* _Compiti_:
(1) Secondo il testo sulla mostra «A Clockwork Jerusalem», chi ha fondato lo studio londinese FAT?
(2) Scrivi il seguito del testo sulla mostra «A Clockwork Jerusalem».

* _Testo fornito_:

Sotto la direzione del British Council la mostra è stata realizzata in collaborazione con Crimson Architectural Historians, il collettivo di ricerca olandese fondato negli anni Novanta, e con FAT, lo studio londinese fondato nello stesso decennio da Sam Jacob, Sean Griffiths e Charles Holland. “A Clockwork Jerusalem” è il canto del cigno di FAT, dopo l’annuncio, alla fine dello scorso anno, che lo studio si sarebbe sciolto.
L’impostazione critica è sintetizzata nel titolo della mostra. Si tratta di un’analisi delle origini della modernità britannica, a partire dalla poesia settecentesca Jerusalem di William Blake e da come si è giunti al modernismo della Gran Bretagna postbellica: alle New Town come Thamesmead, il suburbio londinese scelto da Stanley Kubrick per fare da sfondo ad Arancia meccanica, la sua versione del 1971 del romanzo di Anthony Burgess del 1962. Il risultato è una storia tutta britannica, piena del sarcasmo e dell’eclettismo tipici di FAT, gruppo noto per il suo postmoderno atteggiamento ironico.

* _Voci estratte_:

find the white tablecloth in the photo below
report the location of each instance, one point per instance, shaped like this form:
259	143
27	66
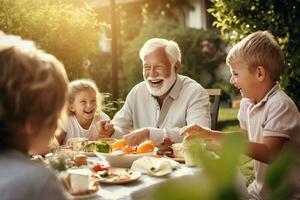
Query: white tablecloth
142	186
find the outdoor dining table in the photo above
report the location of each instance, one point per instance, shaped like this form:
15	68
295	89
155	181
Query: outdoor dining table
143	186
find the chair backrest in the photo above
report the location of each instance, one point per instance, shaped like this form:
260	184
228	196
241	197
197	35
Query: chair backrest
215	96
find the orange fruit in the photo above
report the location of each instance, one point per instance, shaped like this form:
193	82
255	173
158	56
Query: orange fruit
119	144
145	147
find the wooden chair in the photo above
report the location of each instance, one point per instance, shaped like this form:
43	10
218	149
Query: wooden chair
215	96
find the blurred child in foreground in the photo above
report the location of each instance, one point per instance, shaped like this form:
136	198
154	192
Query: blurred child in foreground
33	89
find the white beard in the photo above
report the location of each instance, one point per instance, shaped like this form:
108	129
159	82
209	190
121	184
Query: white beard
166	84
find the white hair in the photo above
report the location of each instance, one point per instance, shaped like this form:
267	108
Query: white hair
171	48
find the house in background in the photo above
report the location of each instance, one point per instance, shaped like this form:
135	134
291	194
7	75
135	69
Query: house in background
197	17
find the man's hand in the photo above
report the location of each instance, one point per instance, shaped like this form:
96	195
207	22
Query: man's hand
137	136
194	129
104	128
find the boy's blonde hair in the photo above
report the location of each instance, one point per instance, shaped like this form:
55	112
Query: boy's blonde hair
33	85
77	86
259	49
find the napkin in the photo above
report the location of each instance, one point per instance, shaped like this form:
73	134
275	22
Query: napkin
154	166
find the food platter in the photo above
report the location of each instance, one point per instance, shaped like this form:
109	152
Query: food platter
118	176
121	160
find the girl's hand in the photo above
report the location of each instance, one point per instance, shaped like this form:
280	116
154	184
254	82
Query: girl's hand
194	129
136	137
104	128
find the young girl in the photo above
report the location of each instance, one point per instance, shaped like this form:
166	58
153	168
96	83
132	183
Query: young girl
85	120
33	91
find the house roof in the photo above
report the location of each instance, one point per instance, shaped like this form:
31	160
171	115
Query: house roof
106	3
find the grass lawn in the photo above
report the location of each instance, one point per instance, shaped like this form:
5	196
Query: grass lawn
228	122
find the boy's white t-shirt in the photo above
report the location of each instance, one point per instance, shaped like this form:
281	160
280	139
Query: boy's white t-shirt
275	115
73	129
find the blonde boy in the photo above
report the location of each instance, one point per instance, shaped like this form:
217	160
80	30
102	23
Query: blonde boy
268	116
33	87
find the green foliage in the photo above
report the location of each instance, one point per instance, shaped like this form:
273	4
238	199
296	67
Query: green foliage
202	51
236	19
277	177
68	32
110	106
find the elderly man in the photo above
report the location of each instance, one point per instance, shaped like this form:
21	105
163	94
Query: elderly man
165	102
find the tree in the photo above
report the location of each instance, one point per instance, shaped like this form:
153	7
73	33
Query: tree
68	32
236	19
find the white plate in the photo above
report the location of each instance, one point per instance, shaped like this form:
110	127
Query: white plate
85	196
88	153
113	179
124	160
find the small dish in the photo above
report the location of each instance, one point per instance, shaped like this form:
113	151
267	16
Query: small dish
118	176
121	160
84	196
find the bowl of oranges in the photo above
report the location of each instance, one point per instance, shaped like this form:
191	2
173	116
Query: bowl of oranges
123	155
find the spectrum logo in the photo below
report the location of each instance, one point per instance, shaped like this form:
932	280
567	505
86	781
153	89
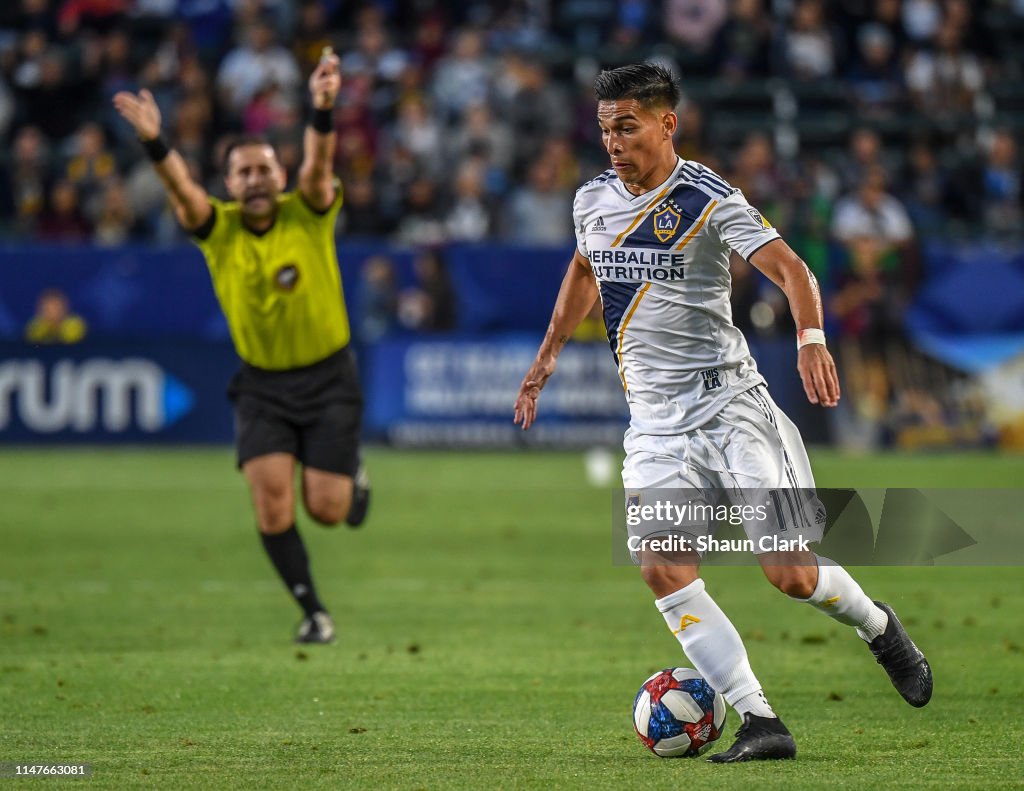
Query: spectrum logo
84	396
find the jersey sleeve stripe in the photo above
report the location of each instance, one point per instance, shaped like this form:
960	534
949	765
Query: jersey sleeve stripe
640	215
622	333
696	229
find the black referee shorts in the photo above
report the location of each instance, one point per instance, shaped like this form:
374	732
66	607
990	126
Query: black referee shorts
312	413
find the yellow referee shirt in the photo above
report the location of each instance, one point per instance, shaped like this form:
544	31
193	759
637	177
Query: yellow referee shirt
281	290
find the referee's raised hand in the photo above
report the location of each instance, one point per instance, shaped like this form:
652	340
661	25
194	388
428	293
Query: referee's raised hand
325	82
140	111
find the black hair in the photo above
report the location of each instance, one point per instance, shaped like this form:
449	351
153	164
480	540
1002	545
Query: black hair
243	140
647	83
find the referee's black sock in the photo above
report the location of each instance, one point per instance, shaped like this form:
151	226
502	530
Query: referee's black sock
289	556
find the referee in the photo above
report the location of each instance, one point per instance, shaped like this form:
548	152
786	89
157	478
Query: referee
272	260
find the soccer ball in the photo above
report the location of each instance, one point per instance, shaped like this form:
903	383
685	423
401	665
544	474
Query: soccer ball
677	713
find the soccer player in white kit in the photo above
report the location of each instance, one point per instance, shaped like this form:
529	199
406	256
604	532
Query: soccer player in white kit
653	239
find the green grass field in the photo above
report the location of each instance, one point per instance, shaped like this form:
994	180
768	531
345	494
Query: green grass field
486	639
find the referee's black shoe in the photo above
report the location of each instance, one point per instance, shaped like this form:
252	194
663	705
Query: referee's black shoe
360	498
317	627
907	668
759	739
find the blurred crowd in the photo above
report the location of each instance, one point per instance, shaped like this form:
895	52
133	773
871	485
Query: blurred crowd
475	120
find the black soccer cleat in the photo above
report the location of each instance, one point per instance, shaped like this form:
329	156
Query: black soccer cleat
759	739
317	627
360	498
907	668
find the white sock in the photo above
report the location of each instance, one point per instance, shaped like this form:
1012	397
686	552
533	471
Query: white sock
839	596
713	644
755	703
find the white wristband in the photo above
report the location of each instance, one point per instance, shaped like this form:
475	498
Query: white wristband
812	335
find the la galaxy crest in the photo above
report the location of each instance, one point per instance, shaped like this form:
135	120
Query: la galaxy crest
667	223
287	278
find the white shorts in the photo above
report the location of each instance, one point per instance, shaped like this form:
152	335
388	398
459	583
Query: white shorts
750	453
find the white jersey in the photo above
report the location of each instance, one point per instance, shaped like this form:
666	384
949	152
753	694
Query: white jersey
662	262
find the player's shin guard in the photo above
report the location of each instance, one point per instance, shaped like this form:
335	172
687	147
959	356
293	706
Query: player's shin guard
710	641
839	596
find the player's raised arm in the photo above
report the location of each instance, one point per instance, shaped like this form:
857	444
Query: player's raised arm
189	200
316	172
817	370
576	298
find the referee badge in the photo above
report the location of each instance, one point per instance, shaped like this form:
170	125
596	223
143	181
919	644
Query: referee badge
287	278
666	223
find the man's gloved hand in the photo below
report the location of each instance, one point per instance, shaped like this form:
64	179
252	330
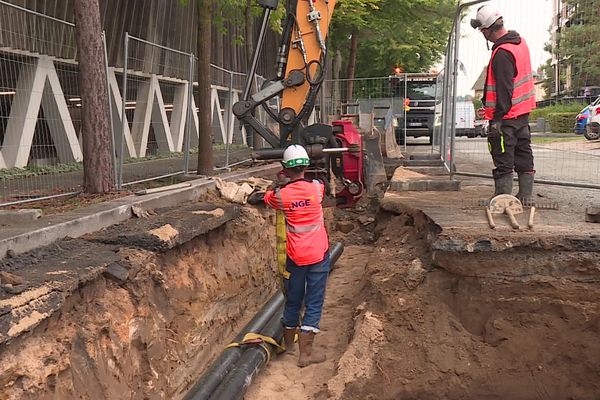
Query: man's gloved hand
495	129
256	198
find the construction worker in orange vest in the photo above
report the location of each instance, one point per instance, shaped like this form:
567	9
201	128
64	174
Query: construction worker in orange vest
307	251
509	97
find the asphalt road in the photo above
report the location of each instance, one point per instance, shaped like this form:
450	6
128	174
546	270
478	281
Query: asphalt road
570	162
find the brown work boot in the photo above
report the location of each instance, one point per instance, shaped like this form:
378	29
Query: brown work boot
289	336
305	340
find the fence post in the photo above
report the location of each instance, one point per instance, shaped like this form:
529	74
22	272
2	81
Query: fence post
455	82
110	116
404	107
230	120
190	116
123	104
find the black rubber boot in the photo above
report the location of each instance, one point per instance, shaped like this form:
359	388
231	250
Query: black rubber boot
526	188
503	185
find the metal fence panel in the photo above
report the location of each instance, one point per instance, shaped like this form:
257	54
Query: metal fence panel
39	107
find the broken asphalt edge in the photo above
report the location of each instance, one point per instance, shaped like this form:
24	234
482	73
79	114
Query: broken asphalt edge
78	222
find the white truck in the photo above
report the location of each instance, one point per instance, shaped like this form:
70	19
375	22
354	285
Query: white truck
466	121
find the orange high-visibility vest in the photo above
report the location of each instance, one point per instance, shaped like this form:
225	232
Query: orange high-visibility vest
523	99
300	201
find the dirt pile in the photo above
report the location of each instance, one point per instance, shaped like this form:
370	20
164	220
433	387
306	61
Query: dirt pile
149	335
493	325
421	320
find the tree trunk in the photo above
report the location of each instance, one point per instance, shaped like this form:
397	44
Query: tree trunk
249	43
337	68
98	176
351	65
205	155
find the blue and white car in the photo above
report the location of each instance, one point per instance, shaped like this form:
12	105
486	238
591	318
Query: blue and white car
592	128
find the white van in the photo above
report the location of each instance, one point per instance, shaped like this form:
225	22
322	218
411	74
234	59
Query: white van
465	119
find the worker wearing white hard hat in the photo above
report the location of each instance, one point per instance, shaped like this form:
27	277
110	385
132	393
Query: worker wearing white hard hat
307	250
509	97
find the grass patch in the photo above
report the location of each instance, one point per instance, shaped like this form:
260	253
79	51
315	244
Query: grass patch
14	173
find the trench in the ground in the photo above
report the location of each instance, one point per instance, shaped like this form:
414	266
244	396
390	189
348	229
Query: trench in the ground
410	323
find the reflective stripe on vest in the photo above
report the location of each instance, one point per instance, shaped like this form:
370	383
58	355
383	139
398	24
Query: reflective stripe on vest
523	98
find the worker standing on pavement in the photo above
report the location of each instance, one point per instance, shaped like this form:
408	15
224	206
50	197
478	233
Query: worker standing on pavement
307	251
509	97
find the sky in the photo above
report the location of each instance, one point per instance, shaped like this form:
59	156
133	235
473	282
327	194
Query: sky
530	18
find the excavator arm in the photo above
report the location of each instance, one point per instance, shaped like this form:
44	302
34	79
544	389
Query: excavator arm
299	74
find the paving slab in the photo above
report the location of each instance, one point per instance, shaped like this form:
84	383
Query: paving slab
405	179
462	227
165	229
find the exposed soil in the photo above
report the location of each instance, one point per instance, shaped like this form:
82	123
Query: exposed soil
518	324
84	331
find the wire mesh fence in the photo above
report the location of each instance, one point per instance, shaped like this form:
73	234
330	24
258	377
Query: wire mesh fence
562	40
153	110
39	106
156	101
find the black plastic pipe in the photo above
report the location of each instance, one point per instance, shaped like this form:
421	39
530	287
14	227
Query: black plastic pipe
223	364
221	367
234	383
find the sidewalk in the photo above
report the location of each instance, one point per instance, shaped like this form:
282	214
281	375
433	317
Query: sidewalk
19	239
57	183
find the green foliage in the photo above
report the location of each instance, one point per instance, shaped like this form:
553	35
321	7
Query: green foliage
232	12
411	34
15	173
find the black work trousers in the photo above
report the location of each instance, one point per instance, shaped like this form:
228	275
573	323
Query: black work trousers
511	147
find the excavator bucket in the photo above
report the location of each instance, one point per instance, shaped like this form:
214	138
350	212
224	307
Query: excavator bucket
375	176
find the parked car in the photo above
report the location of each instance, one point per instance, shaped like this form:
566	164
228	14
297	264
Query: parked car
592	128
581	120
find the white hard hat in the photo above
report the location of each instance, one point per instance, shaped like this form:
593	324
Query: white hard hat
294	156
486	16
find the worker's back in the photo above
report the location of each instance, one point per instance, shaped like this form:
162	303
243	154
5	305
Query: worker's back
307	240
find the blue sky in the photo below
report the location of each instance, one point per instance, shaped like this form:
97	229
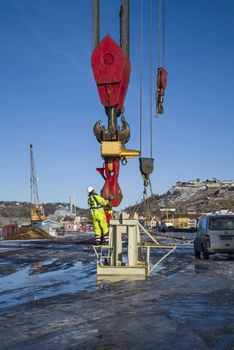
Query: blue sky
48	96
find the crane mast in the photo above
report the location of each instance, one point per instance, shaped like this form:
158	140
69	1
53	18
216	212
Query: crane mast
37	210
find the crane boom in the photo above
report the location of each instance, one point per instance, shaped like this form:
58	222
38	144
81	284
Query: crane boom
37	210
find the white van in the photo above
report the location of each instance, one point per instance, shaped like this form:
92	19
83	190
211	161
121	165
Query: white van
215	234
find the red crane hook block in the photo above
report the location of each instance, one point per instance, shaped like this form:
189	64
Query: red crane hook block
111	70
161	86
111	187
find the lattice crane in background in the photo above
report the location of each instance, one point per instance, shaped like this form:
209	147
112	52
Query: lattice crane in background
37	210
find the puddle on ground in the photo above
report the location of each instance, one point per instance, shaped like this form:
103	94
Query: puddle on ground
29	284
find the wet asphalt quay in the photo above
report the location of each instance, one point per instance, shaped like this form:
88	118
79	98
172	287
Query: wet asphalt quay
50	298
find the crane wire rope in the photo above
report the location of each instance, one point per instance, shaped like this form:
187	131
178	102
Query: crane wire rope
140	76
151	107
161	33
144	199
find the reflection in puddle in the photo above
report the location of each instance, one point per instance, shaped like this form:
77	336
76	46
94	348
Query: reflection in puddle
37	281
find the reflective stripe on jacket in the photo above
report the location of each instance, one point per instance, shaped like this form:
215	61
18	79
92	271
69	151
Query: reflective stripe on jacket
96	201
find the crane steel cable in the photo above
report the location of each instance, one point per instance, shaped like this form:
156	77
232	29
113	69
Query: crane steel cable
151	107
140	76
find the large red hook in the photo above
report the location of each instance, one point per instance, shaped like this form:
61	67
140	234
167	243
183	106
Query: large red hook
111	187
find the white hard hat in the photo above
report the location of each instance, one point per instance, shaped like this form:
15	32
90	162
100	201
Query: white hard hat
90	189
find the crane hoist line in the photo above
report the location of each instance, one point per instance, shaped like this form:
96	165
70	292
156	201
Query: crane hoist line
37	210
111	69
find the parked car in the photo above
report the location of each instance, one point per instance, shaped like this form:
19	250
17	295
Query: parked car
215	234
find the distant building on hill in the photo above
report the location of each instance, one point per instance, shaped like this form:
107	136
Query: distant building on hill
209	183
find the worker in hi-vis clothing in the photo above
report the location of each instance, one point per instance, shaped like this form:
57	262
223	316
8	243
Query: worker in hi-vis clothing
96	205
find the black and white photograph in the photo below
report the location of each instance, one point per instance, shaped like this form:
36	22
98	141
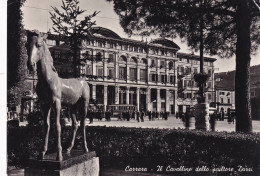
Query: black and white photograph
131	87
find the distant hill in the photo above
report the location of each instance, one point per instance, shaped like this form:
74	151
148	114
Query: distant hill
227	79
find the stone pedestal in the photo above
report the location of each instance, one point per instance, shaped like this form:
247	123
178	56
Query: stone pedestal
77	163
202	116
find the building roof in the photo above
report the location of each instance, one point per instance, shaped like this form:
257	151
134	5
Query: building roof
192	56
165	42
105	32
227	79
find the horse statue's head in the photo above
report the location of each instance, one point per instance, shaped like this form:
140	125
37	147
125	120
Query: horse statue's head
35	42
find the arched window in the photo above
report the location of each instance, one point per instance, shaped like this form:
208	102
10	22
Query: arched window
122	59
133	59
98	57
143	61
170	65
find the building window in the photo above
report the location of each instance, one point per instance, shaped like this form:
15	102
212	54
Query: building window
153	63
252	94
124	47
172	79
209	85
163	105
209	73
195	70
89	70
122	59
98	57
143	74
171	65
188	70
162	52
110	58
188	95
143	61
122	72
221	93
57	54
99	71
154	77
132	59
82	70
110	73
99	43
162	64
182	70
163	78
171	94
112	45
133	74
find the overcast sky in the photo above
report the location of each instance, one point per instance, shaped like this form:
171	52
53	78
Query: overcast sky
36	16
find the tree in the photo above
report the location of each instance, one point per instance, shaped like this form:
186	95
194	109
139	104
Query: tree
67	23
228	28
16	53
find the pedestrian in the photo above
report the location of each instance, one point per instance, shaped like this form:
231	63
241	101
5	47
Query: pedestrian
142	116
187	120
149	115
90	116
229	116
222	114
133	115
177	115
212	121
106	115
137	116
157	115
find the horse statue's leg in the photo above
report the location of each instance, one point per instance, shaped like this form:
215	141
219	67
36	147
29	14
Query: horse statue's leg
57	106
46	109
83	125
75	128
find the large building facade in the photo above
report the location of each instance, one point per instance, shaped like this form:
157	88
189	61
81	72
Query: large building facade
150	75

* _Risposte per compito_:
(1) Sam Jacob, Sean Griffiths e Charles Holland.

(2)
Tra i temi che spiccano nella mostra c’è la continua presenza della campagna nel Modernismo britannico. Accanto alla scalinata esterna ci sono due mucche di cemento, prese a prestito da Milton Keynes, l’ultima delle New Town britanniche. Sotto il portico c’è un cavallo bianco fatto di LED, versione digitale delle incisioni neolitiche sparse in tutto il paesaggio rurale inglese, qui definito come una forma di “pittoresco elettrico”: uno dei tanti neologismi che i curatori si sono inventati per la mostra.
Questa combinazione di pastorale e di urbano prosegue all’interno: nella sala centrale si viene accolti da un imponente cono di terra, amalgama di molteplici episodi architettonici, dagli antichi tumuli funerari alla demolizione delle baraccopoli. Intorno una panoramica mescola visioni e visionari che popolano il resto della mostra. C’è Cliff, e anche Blake, accanto a ruderi, a complessi residenziali georgiani e a palazzi a torre brutalisti.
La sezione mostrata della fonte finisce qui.